Stored data entries
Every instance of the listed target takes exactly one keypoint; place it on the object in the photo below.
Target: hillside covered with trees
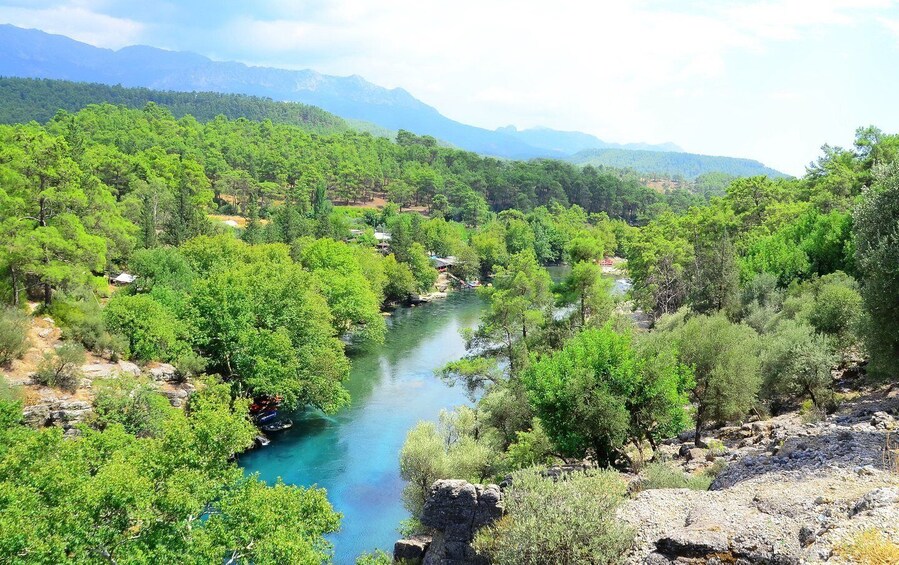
(753, 296)
(688, 165)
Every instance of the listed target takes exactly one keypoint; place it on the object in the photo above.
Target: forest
(753, 296)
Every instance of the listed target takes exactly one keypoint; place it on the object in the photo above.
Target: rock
(37, 416)
(164, 372)
(883, 421)
(455, 510)
(875, 499)
(696, 454)
(411, 550)
(807, 536)
(129, 368)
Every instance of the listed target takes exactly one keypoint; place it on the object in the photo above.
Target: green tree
(876, 230)
(154, 334)
(725, 364)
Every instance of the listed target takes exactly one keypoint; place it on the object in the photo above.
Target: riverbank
(354, 453)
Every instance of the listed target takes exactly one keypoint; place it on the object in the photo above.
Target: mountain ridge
(37, 54)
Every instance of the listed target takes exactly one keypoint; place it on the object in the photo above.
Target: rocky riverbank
(46, 406)
(791, 491)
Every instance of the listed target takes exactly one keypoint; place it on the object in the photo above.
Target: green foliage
(24, 100)
(532, 448)
(13, 334)
(572, 520)
(689, 165)
(61, 368)
(796, 363)
(590, 292)
(454, 449)
(135, 405)
(176, 496)
(354, 304)
(597, 394)
(664, 475)
(377, 557)
(153, 333)
(400, 282)
(876, 230)
(724, 359)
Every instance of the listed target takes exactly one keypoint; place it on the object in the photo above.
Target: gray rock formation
(411, 550)
(792, 491)
(455, 511)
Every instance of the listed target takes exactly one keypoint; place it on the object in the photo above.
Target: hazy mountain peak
(36, 54)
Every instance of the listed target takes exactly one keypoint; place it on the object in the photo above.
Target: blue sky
(767, 80)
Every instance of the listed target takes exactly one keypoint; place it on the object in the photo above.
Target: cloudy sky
(768, 80)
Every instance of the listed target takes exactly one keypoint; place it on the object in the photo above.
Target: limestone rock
(411, 550)
(164, 372)
(876, 499)
(456, 510)
(37, 416)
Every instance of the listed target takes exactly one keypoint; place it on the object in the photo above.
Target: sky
(769, 80)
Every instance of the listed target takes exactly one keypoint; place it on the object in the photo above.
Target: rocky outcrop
(455, 510)
(64, 412)
(791, 492)
(411, 550)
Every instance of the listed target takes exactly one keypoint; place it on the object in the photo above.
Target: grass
(869, 547)
(663, 475)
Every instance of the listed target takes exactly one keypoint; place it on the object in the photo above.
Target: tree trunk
(15, 286)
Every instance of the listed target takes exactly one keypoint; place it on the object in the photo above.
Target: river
(355, 453)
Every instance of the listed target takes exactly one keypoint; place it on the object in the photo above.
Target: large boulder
(411, 550)
(455, 511)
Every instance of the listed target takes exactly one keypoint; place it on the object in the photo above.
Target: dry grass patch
(869, 547)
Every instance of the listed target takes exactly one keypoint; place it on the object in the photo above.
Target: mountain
(24, 99)
(688, 165)
(36, 54)
(569, 142)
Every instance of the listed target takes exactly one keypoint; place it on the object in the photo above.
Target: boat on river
(277, 426)
(266, 416)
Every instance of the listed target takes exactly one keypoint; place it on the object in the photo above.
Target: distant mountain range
(687, 165)
(570, 142)
(36, 54)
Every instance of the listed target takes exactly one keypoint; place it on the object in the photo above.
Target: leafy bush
(374, 558)
(454, 449)
(61, 368)
(13, 334)
(133, 403)
(796, 363)
(570, 521)
(664, 475)
(153, 332)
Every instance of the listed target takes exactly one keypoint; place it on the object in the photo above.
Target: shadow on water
(354, 453)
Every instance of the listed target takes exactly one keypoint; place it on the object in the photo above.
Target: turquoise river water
(355, 453)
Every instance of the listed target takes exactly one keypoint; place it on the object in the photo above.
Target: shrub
(374, 558)
(132, 403)
(13, 334)
(61, 368)
(570, 521)
(869, 547)
(153, 332)
(664, 475)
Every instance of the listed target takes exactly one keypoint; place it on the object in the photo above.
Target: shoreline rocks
(454, 511)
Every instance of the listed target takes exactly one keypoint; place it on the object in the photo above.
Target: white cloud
(77, 20)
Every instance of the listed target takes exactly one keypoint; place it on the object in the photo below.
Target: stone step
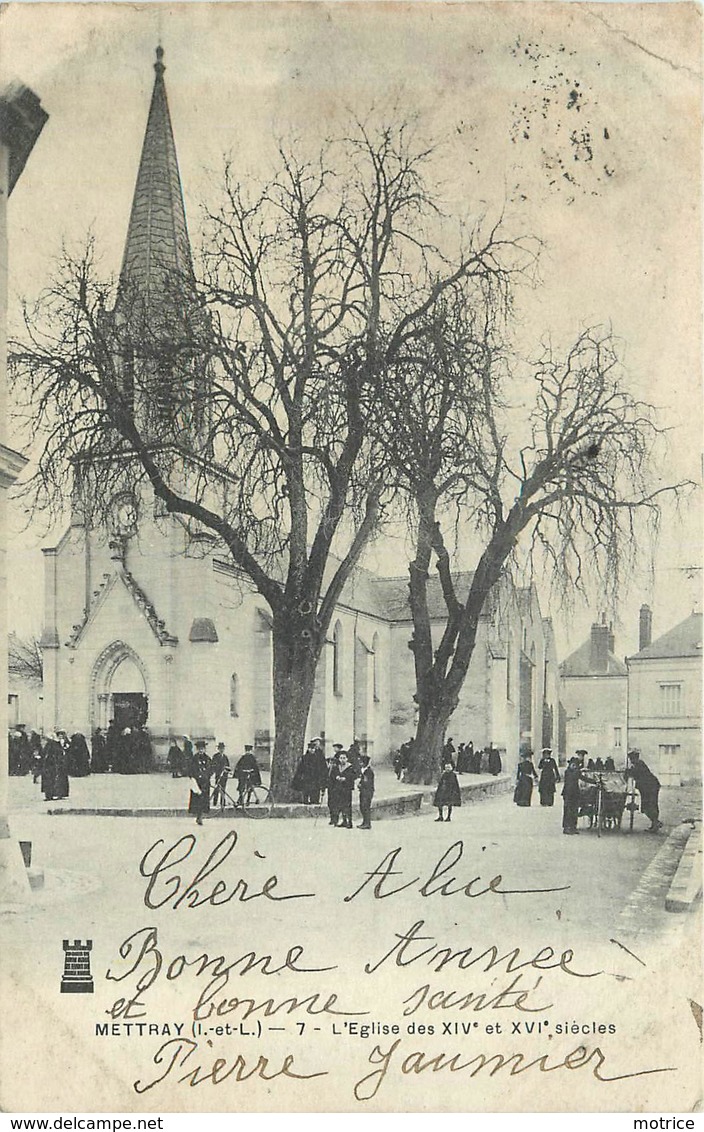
(686, 885)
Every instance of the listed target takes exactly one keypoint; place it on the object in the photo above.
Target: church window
(509, 649)
(234, 695)
(337, 659)
(670, 699)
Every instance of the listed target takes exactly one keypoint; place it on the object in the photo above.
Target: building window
(337, 659)
(234, 695)
(670, 699)
(13, 703)
(375, 667)
(669, 751)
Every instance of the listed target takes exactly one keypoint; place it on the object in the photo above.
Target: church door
(129, 709)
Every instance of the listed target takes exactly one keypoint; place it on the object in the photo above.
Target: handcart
(602, 799)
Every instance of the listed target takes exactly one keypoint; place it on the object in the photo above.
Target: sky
(580, 123)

DESCRIPTION OF THE TASK:
Reproduce the data above in full, exactly as it is, with the pictures left out.

EXPECTED ANSWER:
Every instance of the listed target takes exactly one keypoint; place it on the object in the photo below.
Target: hillside covered with trees
(753, 296)
(688, 165)
Every instance of the listed target takes exactly one keypoint; place it on the object in the photo above.
Target: forest
(753, 296)
Every instance of the listed target takes exactly one keypoint; place it on the object in the photo above.
Target: rock
(37, 416)
(164, 372)
(883, 421)
(455, 510)
(875, 499)
(696, 454)
(411, 550)
(807, 536)
(129, 368)
Every instance of the listed target takes exactly one keypoint; place it on the object in the photo above.
Target: green tree
(876, 230)
(154, 334)
(725, 364)
Every instance of the listed target takes exactly one keypoint; place it on the object in the photo above.
Target: riverbank
(354, 453)
Every instance of the listed target takes exactly one keypoint; place it on the object in the photo above.
Target: mountain ridge
(37, 54)
Every instance of the listed target takes exactly one keypoint; place it on the object in the photo above.
Target: rocky riverbank
(46, 406)
(791, 491)
Every instance of the listed target takes exactly one keypoint; place it on the object in the photo above.
Target: green foliage
(24, 100)
(532, 448)
(13, 334)
(572, 520)
(689, 165)
(61, 368)
(796, 363)
(590, 292)
(454, 449)
(135, 405)
(176, 496)
(354, 304)
(597, 394)
(664, 475)
(377, 557)
(153, 333)
(400, 282)
(876, 230)
(724, 359)
Every instance of the listed target takes exactly one keypoint; place it on the object in the photo above.
Target: gray rock formation
(411, 550)
(792, 491)
(455, 511)
Every instance of the listed target takes exactly one keypoint; place it on the object in the photo above.
Target: hazy mountain peak
(36, 54)
Every instance of the listed target takes exactly one keypoint; place it on the object in the photo above.
Target: blue sky
(767, 80)
Every instance of the listed target takes exactly one keypoint; place it on the object in the photo above.
Target: cloudy sky
(768, 80)
Every instance of the listed target takes exactly one keypoint; place it on the object in the photo above.
Target: limestone rock
(411, 550)
(164, 372)
(876, 499)
(456, 510)
(37, 416)
Every instance of the listed target takes exactly one keypoint; place it on the object in the photo above.
Target: sky
(769, 80)
Every instance of the listed target takes exactly one keypoint; place it on the object in the photo above.
Target: rocky outcrop
(455, 510)
(64, 412)
(791, 492)
(411, 550)
Every instance of the listed target takes exactly one keypoint; place it on the object in the photo above.
Target: grass
(869, 547)
(663, 475)
Every instance of the listed target takes exactly one keypoint; place it on the object in the photo above.
Target: tree trunk
(15, 286)
Every instance of the listed target takes exactly one keypoint; place it on the object in the photo above.
Target: river
(355, 453)
Every instance of the listed target takes exactly one keypoint; place it on the object in the photo above.
Target: large boulder
(411, 550)
(455, 511)
Every instance of the listed target takes exactly one keypoint; place it on the object in the photo above.
Target: dry grass patch
(869, 547)
Every instance of the listed target takes exactly one keypoint; place it on the object in the photo above.
Target: mountain
(24, 99)
(688, 165)
(36, 54)
(569, 142)
Every instance of the listed target takes exactly one keypoint; place it on the object in the photo above.
Target: boat on river
(277, 426)
(266, 416)
Every instance of the listed target takes exactly one keypoint; place it on the object in the photo above.
Target: distant mountain range
(687, 165)
(570, 142)
(36, 54)
Every instance of the listed target takes exactly one keypoint; place it on the object in the photo above.
Target: leafy bush
(374, 558)
(454, 449)
(61, 368)
(13, 334)
(133, 403)
(796, 363)
(570, 521)
(664, 475)
(153, 332)
Every instance of the listed target takes exactly one keypoint; place it on the object in the photo above.
Target: shadow on water
(354, 453)
Every instance of the listed target takes exactly one keypoint; place it on the object in the photo above.
Target: turquoise river water
(355, 453)
Every instance of the listed target takes exactly one keypoint; place it on the object in the photo above.
Target: shrub
(374, 558)
(132, 403)
(13, 334)
(61, 368)
(570, 521)
(869, 547)
(153, 332)
(664, 475)
Every instance of the listed target takes exactly one keypoint; place it on the object in the photo above.
Target: shoreline rocks
(454, 511)
Every instance of the listed target takes exactly one keypoint; place it on the object in the photo above.
Target: white cloud
(77, 20)
Every instance of the listed target takes exactly one keypoint; place it on the object in the photo below.
Target: stone step
(686, 885)
Every instance of the listed target takes exactly one keypoint; place it on the object in the photo above.
Target: church window
(509, 649)
(234, 695)
(337, 659)
(670, 699)
Every instance of the listed target takes exactly one keypoint; place it on the object in the photo above.
Target: building window
(337, 659)
(234, 695)
(670, 699)
(13, 703)
(375, 667)
(669, 751)
Every instance of the listed target takes exactly one keypoint; place it on the object in the photo above.
Target: church door
(129, 709)
Every instance of the listed target takes exactly one keypoint; place it on the object in the photo above.
Target: handcart
(602, 799)
Every instance of the listed target takes exactly one keypoint; place it on the object in the photo above.
Target: sky
(580, 123)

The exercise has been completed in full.